-- BEGIN --

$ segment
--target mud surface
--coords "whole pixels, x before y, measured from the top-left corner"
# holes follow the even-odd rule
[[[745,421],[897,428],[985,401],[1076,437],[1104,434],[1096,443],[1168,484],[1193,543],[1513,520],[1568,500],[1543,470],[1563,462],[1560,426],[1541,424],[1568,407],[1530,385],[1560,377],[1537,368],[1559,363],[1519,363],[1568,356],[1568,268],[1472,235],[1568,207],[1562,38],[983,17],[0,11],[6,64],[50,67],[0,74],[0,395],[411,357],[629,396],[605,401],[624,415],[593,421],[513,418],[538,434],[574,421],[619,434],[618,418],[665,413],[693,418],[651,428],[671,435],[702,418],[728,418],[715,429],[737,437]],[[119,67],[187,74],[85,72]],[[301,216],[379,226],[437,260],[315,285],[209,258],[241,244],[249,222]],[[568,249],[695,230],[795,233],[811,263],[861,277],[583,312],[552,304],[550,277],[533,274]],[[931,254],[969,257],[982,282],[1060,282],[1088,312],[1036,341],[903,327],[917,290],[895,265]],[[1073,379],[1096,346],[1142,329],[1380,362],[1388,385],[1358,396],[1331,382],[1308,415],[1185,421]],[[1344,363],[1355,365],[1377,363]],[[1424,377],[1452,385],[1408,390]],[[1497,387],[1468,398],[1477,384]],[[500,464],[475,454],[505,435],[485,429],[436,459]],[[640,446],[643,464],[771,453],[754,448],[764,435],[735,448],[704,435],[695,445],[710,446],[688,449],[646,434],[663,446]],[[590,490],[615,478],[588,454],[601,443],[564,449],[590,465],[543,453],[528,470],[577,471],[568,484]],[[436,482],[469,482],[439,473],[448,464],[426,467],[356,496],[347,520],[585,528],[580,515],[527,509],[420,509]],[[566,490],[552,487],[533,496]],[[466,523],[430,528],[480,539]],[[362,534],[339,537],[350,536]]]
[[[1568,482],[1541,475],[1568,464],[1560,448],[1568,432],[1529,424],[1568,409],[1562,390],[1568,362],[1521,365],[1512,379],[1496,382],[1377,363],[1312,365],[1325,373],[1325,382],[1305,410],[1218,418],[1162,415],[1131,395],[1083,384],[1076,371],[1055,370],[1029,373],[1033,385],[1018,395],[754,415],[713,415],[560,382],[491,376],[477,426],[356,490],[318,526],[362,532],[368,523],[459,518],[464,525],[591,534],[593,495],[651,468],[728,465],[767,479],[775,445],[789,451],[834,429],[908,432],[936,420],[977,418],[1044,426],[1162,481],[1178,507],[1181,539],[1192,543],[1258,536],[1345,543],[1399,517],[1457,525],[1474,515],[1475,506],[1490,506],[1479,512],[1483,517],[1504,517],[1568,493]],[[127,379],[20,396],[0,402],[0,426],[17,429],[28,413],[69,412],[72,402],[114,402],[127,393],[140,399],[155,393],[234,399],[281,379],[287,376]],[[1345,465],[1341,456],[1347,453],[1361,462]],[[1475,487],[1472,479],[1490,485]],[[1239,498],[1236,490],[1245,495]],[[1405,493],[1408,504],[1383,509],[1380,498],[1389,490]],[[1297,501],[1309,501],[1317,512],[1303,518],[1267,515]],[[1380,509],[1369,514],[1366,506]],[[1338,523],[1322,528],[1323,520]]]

-- END --

THE TASK » Could you update each row above by putting "muddy ground" in place of "mud surface" and keeping everything else the same?

FINISHED ANSWER »
$ segment
--target muddy ground
--coords "whole pixels, x before y, measured from the top-left corner"
# holes follow the even-odd rule
[[[745,421],[897,428],[985,401],[1076,437],[1104,434],[1096,443],[1168,484],[1193,543],[1513,520],[1568,500],[1543,470],[1563,462],[1560,426],[1541,424],[1568,407],[1530,385],[1560,377],[1537,368],[1559,363],[1519,363],[1568,356],[1568,268],[1472,235],[1568,207],[1562,38],[983,17],[0,11],[6,64],[50,67],[0,74],[0,395],[411,357],[629,396],[605,401],[624,415],[593,421],[513,418],[538,434],[574,421],[619,434],[618,418],[665,413],[693,418],[651,428],[671,435],[702,418],[728,418],[715,429],[737,437]],[[119,67],[187,74],[85,72]],[[301,216],[379,226],[437,260],[315,285],[209,258],[241,244],[249,222]],[[568,249],[695,230],[795,233],[811,263],[861,277],[583,312],[552,304],[550,277],[533,274]],[[931,254],[969,257],[982,282],[1060,282],[1088,312],[1036,341],[903,327],[917,290],[895,265]],[[1073,379],[1096,346],[1142,329],[1380,362],[1388,385],[1358,396],[1331,382],[1308,415],[1185,421]],[[1344,363],[1355,365],[1377,363]],[[1424,377],[1452,385],[1408,390]],[[1497,387],[1468,398],[1477,384]],[[500,464],[475,454],[505,435],[485,429],[436,459]],[[640,446],[643,464],[771,453],[754,448],[764,435],[735,448],[704,435],[695,445],[710,446],[688,449],[646,434],[663,446]],[[590,490],[615,478],[588,454],[601,443],[564,449],[590,465],[543,453],[528,470],[577,471],[568,484]],[[436,482],[469,482],[439,473],[448,464],[426,467],[356,496],[347,520],[585,528],[580,515],[527,509],[420,509]],[[566,490],[552,487],[533,496]],[[466,523],[430,528],[480,539]],[[362,534],[339,537],[350,536]]]
[[[1568,482],[1541,475],[1568,464],[1560,448],[1568,432],[1529,424],[1568,409],[1562,390],[1568,362],[1521,365],[1512,379],[1496,382],[1377,363],[1312,365],[1325,373],[1325,382],[1305,410],[1218,418],[1162,415],[1131,395],[1083,384],[1076,371],[1055,370],[1029,373],[1033,385],[1018,395],[754,415],[713,415],[560,382],[491,376],[477,426],[356,490],[318,526],[362,532],[368,523],[459,518],[464,525],[591,534],[593,495],[651,468],[728,465],[767,479],[775,445],[789,451],[834,429],[908,432],[936,420],[977,418],[1044,426],[1162,481],[1178,507],[1181,539],[1192,543],[1258,536],[1345,543],[1399,517],[1457,525],[1474,515],[1475,506],[1490,506],[1479,512],[1483,517],[1504,517],[1568,493]],[[127,379],[20,396],[0,402],[0,426],[17,429],[28,413],[69,412],[72,402],[114,402],[127,393],[140,399],[155,393],[234,399],[281,379],[287,376]],[[1345,465],[1341,456],[1347,453],[1361,462]],[[1475,487],[1472,479],[1490,485]],[[1239,498],[1236,490],[1245,495]],[[1405,493],[1408,504],[1383,509],[1380,498],[1389,490]],[[1297,501],[1309,501],[1317,512],[1303,518],[1267,515]],[[1380,509],[1369,514],[1366,506]],[[1338,523],[1322,528],[1323,520]]]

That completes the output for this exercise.